Instructions to follow:
All of the data below should be set down again verbatim, without any images.

▬▬▬▬▬▬

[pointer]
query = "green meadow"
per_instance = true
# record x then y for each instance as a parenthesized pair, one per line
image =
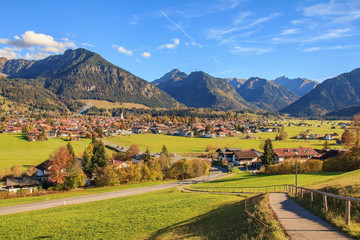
(14, 149)
(244, 179)
(167, 214)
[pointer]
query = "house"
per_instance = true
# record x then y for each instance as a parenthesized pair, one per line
(248, 157)
(288, 154)
(328, 137)
(43, 170)
(227, 154)
(22, 183)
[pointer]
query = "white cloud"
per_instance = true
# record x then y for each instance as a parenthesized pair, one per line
(216, 60)
(175, 43)
(46, 42)
(312, 49)
(8, 53)
(290, 31)
(37, 55)
(87, 45)
(249, 50)
(331, 34)
(121, 49)
(146, 54)
(336, 11)
(337, 47)
(37, 45)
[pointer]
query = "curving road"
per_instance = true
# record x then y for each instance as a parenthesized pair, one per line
(215, 173)
(299, 223)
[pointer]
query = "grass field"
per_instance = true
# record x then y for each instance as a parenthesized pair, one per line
(168, 214)
(250, 180)
(77, 192)
(177, 144)
(14, 149)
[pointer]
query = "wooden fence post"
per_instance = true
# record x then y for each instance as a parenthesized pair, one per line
(325, 203)
(347, 212)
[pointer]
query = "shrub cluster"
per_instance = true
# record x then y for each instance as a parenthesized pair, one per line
(308, 166)
(349, 161)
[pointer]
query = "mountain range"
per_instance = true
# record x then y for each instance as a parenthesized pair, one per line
(82, 74)
(299, 86)
(200, 90)
(59, 82)
(332, 94)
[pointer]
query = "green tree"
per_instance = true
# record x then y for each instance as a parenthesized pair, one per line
(99, 158)
(71, 151)
(267, 158)
(86, 161)
(75, 179)
(326, 145)
(146, 157)
(164, 151)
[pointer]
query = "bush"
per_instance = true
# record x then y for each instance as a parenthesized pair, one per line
(76, 179)
(309, 166)
(184, 169)
(349, 161)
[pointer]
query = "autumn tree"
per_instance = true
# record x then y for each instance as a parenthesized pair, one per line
(304, 135)
(267, 158)
(133, 150)
(347, 138)
(17, 170)
(326, 145)
(146, 157)
(355, 127)
(164, 151)
(61, 160)
(282, 136)
(71, 151)
(75, 179)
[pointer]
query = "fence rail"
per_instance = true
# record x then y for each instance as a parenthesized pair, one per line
(296, 191)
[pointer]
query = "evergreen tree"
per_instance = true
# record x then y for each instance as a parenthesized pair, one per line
(164, 151)
(146, 156)
(99, 158)
(326, 145)
(71, 151)
(267, 157)
(86, 161)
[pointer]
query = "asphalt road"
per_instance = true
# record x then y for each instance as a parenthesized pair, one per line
(299, 223)
(215, 173)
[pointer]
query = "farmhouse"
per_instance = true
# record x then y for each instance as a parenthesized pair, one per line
(21, 183)
(288, 154)
(239, 156)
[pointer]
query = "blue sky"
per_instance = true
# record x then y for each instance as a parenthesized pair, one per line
(225, 38)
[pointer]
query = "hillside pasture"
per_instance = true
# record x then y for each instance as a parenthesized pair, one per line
(14, 149)
(167, 214)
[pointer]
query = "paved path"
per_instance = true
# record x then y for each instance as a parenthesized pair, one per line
(215, 173)
(298, 222)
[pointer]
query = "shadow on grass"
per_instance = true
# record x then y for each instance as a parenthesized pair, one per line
(22, 137)
(227, 222)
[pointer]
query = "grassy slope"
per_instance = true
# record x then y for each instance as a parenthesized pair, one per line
(159, 215)
(347, 185)
(77, 192)
(249, 180)
(14, 149)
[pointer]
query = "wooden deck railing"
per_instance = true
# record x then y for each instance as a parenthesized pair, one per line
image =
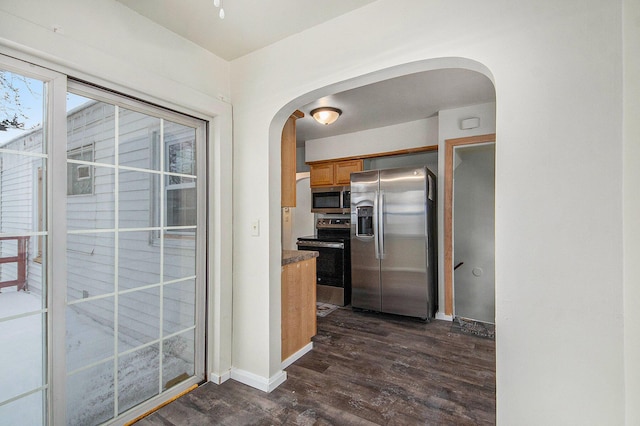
(20, 259)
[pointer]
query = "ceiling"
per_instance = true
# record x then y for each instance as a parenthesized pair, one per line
(250, 25)
(398, 100)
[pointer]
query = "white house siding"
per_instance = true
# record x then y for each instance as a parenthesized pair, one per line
(18, 204)
(91, 256)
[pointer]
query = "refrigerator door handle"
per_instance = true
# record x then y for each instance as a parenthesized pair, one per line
(380, 214)
(375, 225)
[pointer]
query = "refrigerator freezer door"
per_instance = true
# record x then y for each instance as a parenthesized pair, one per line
(403, 226)
(365, 266)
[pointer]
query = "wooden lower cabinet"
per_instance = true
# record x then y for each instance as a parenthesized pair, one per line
(298, 305)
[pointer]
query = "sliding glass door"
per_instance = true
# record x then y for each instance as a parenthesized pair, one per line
(25, 134)
(123, 324)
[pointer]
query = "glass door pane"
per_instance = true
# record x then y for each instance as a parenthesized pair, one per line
(23, 241)
(131, 256)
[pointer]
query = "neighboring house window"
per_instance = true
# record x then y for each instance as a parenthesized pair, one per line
(79, 175)
(180, 191)
(180, 200)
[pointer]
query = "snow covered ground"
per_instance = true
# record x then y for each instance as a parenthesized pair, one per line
(90, 392)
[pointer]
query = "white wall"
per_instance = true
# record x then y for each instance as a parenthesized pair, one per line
(631, 136)
(557, 70)
(105, 43)
(412, 134)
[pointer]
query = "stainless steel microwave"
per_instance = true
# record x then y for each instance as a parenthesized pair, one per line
(335, 199)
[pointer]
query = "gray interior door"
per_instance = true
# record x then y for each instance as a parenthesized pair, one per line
(474, 230)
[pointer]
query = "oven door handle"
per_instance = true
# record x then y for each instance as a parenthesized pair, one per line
(320, 244)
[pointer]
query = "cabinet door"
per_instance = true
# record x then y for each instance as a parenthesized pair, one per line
(343, 171)
(321, 174)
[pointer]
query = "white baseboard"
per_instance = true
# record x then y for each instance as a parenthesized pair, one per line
(293, 358)
(219, 379)
(261, 383)
(440, 315)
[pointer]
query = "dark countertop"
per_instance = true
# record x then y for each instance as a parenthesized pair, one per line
(293, 256)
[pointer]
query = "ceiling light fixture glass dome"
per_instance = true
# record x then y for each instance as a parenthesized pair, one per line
(326, 115)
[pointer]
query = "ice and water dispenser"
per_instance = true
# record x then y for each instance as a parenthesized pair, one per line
(364, 224)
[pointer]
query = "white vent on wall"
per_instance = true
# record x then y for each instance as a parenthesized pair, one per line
(470, 123)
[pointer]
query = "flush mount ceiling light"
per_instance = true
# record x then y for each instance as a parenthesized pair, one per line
(326, 115)
(218, 3)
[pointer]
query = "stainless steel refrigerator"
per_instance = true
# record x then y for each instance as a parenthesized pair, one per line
(393, 241)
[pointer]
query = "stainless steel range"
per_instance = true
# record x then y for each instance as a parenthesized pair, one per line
(333, 265)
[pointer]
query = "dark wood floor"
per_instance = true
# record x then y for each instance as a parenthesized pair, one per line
(365, 369)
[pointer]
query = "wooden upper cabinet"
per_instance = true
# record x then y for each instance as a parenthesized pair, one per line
(334, 173)
(288, 161)
(321, 174)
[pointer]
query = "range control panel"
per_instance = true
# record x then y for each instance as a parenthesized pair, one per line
(333, 223)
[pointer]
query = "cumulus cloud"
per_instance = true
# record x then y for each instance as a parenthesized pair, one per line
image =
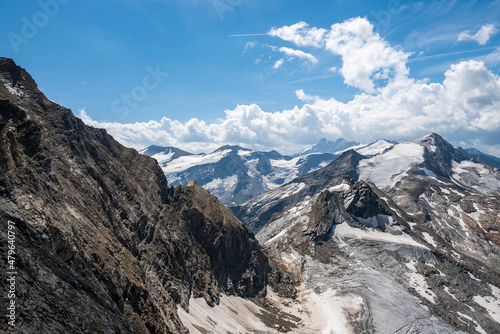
(481, 37)
(365, 55)
(465, 103)
(278, 63)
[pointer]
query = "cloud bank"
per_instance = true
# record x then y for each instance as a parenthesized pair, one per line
(481, 37)
(464, 108)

▬▬▬▬▬▬

Problem solution:
[pointer]
query = "green meadow"
per_instance = true
# record x then y for each instance as a parenthesized pair, one per line
image =
(14, 149)
(244, 179)
(167, 214)
[pointer]
query = "house"
per_instance = true
# record x then y for each instance as a parenthesized pair, one per line
(248, 157)
(288, 154)
(328, 137)
(43, 170)
(227, 154)
(22, 183)
[pointer]
query = "white cloud"
per_instance = true
# record x then y for each instance as a parenthesized pair, one per line
(216, 60)
(175, 43)
(46, 42)
(312, 49)
(8, 53)
(290, 31)
(37, 55)
(87, 45)
(249, 50)
(331, 34)
(121, 49)
(146, 54)
(336, 11)
(337, 47)
(37, 45)
[pointer]
query = "curving road"
per_instance = true
# record x then y for each instance as a parenthesized pair, one per line
(215, 173)
(299, 223)
[pointer]
query = "grass field"
per_instance = true
# record x then y for each instance as a parenthesized pair, one per line
(168, 214)
(250, 180)
(77, 192)
(177, 144)
(14, 149)
[pointer]
query = "wooden fence post"
per_instance = true
# record x then y for each instance as a parenthesized pair, one per line
(325, 203)
(347, 212)
[pointer]
query = "shrub cluster"
per_instance = true
# record x then y for each instance as a parenthesized pair, one per line
(308, 166)
(349, 161)
[pointer]
query = "mountain range"
per_instance = true
# record x then y for each instance as a parenthesized pair, one per line
(82, 74)
(299, 86)
(200, 90)
(59, 82)
(332, 94)
[pointer]
query = "green tree"
per_instance = true
# record x then y for each instance as a parenthesized pair, one per line
(99, 158)
(71, 151)
(267, 158)
(86, 161)
(75, 179)
(326, 145)
(146, 157)
(164, 151)
[pointer]
query = "bush"
per_instance = true
# record x then y for each instance as a parenthesized pair, one per line
(76, 179)
(309, 166)
(184, 169)
(349, 161)
[pointer]
query = "autumn tree"
per_instance = true
# record x then y for each instance as a parenthesized pair, one per line
(304, 135)
(267, 158)
(133, 150)
(347, 138)
(17, 170)
(326, 145)
(146, 157)
(355, 127)
(164, 151)
(61, 160)
(282, 136)
(71, 151)
(75, 179)
[pointer]
query = "fence rail"
per_instance = true
# record x then y for each instance as a parenthesized pair, one per line
(296, 191)
[pointer]
query = "evergreen tree"
per_instance = true
# record x then y for each instance as a parenthesized pair, one per line
(164, 151)
(146, 156)
(99, 158)
(326, 145)
(71, 151)
(267, 157)
(86, 161)
[pointer]
query = "asphalt road"
per_instance = true
# record x then y for each instance as a parenthesized pair, one per line
(299, 223)
(215, 173)
[pointer]
query = "farmhouse"
per_instance = true
# record x then y for each instance as a parenthesized pair, one per line
(21, 183)
(288, 154)
(239, 156)
[pointer]
query = "blue sky"
per_instance = true
# record x then y for each instance as a parenthesized pair, one per line
(225, 38)
[pointer]
query = "hillside pasture"
per_instance = true
# record x then y for each instance as a parenthesized pair, one per line
(14, 149)
(167, 214)
[pointer]
query = "paved path"
per_instance = true
# record x then y for each instance as a parenthesized pair, one per line
(215, 173)
(298, 222)
[pointer]
query = "shadow on grass"
per_instance = true
# record x then y for each instance as a parenthesized pair, one per line
(22, 137)
(227, 222)
[pointer]
query = "grassy slope"
per_instance = true
# record x then y for each instance as a parenthesized pair, one per line
(159, 215)
(347, 185)
(77, 192)
(249, 180)
(14, 149)
[pointer]
query = "wooden deck railing"
per_instance = true
# record x then y for each instance as a parenthesized pair, one per line
image =
(20, 259)
[pointer]
query = "ceiling"
per_instance = true
# record x then y for each instance as a parenthesized pair, one per line
(250, 25)
(398, 100)
[pointer]
query = "white house siding"
per_instance = true
# record x then y for each instance as a parenthesized pair, one per line
(18, 204)
(91, 256)
[pointer]
query = "refrigerator door handle"
per_instance = true
# record x then y for each instance as a parenthesized pair, one per line
(380, 214)
(375, 225)
[pointer]
query = "refrigerator freezer door"
per_instance = true
# record x then y for each instance as a parenthesized pair, one per line
(403, 226)
(365, 266)
[pointer]
query = "wooden lower cabinet"
per_instance = true
# record x then y for each instance as a parenthesized pair, one per line
(298, 305)
[pointer]
query = "sliding glass door"
per_instance = true
# record x then y for each instance as a parenthesized pair, one per line
(25, 134)
(123, 324)
[pointer]
query = "glass door pane"
per_instance = true
# record x then y for each instance as a parenthesized pair, one per line
(23, 241)
(131, 256)
[pointer]
query = "neighboring house window"
per_instance = true
# record x then y for each instance as a parenthesized pair, one per line
(79, 175)
(180, 191)
(180, 200)
[pointer]
query = "snow covered ground"
per_instance = true
# record x then y for each instance as a parenthesized pair, one per line
(90, 392)
[pointer]
query = "white wall"
per_instance = true
# record x then y for each instance as a parenthesized pair, one per line
(631, 136)
(557, 70)
(105, 43)
(412, 134)
[pointer]
query = "stainless steel microwave"
per_instance = true
# record x then y for each instance as a parenthesized pair, one per line
(335, 199)
[pointer]
query = "gray interior door"
per_instance = true
# record x then y for each instance as a parenthesized pair, one per line
(474, 230)
[pointer]
query = "oven door handle"
per_instance = true
# record x then y for each instance as a parenthesized pair, one per line
(320, 244)
[pointer]
query = "cabinet door"
per_instance = true
# record x then y for each instance as a parenthesized pair, one per line
(343, 171)
(321, 174)
[pointer]
query = "white baseboard"
per_instance = true
# record x then y for each instance as a parenthesized pair, one per line
(293, 358)
(219, 379)
(261, 383)
(440, 315)
[pointer]
query = "dark countertop"
per_instance = true
# record x then y for each instance as a parenthesized pair, one per line
(293, 256)
[pointer]
query = "ceiling light fixture glass dome"
per_instance = true
# record x then y for each instance as a parenthesized pair, one per line
(326, 115)
[pointer]
query = "ice and water dispenser"
per_instance = true
# record x then y for each instance as a parenthesized pair, one per line
(364, 224)
[pointer]
query = "white vent on wall"
per_instance = true
# record x then y for each instance as a parenthesized pair, one per line
(470, 123)
[pointer]
query = "flush mount ceiling light"
per_instance = true
# record x then y for each instance as a parenthesized pair, one per line
(326, 115)
(218, 3)
[pointer]
query = "stainless steel refrigerator"
per_instance = true
# record x then y for each instance as a parenthesized pair, one per line
(393, 241)
[pointer]
query = "stainless steel range"
per_instance = true
# record x then y for each instance as a parenthesized pair, one per line
(333, 265)
[pointer]
query = "dark wood floor"
per_instance = true
# record x then y for each instance as a parenthesized pair, one per line
(365, 369)
[pointer]
query = "wooden upper cabinet"
per_instance = true
# record x then y for each instance as a parenthesized pair, one per line
(334, 173)
(288, 161)
(321, 174)
[pointer]
query = "range control panel"
per_instance = true
# record x then y for each instance as a parenthesized pair, one per line
(333, 223)
[pointer]
query = "cumulus cloud"
per_instance = true
# record x then y for each instance as a parenthesized pair, one per line
image =
(481, 37)
(365, 55)
(465, 103)
(278, 63)
[pointer]
query = "cloud bank"
per_instance = true
# record x then y for each instance as a parenthesized pair, one per line
(481, 37)
(464, 108)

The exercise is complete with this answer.